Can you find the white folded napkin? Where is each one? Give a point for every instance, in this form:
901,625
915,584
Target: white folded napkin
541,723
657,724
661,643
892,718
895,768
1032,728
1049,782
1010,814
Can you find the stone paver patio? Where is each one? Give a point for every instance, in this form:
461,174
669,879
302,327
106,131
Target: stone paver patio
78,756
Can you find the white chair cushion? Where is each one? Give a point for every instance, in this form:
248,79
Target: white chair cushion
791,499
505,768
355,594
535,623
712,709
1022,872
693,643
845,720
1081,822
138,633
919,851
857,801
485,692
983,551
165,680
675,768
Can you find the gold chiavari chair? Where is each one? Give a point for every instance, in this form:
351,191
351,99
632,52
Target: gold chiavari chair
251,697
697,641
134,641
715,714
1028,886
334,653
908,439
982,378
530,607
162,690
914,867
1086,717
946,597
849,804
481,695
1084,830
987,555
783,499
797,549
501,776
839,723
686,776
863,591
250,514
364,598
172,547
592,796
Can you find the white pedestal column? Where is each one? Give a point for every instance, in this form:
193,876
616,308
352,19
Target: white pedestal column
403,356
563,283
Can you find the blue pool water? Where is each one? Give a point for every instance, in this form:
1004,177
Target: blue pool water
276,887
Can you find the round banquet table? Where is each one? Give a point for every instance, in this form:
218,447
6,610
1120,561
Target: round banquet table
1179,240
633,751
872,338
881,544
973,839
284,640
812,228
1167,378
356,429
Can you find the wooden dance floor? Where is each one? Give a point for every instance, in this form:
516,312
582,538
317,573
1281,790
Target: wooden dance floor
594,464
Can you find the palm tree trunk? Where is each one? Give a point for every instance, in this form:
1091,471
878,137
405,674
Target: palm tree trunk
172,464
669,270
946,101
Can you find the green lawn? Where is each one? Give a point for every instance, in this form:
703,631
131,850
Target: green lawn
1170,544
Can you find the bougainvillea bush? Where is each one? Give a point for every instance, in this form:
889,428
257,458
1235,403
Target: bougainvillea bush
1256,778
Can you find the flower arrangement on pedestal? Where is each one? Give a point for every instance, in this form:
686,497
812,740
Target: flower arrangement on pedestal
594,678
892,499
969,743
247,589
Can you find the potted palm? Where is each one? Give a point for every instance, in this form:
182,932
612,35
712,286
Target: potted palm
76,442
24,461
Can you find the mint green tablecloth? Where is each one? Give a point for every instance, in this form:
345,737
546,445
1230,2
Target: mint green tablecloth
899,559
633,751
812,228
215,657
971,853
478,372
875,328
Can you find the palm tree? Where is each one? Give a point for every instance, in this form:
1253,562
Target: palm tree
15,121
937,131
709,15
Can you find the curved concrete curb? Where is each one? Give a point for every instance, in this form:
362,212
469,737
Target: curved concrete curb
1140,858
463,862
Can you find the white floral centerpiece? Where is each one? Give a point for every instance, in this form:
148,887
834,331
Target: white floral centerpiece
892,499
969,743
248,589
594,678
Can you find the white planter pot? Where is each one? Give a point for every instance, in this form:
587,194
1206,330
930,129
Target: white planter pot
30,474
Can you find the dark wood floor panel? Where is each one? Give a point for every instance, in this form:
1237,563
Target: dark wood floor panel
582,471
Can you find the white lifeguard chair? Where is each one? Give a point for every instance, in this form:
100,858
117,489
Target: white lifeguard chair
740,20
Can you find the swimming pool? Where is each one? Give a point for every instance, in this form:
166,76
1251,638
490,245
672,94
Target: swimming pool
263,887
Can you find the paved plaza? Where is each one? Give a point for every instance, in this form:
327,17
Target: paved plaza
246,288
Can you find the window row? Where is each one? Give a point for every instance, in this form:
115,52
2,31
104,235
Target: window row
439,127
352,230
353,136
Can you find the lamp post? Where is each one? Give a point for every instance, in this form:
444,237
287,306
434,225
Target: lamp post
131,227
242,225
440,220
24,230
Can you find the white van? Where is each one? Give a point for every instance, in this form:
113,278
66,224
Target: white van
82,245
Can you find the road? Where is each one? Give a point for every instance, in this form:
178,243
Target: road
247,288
....................
Starting at the line containing "Can you find the lamp" and ending with the last line of the records, write out every line again, requests included, shifting each answer coordinate up by 21. The numbers inside the requests stay as they are.

Can you find the lamp post? Where is each one? Give a point for every instance, in this form:
444,237
287,306
434,225
Target: lamp post
152,248
263,246
461,241
45,251
Can you find the white van? Where is each one? Give a point for every instance, in this form:
113,278
66,224
Target: white van
103,266
Can you find the road? Where is each one? Give a point for every instance, in this form:
178,243
Target: road
268,309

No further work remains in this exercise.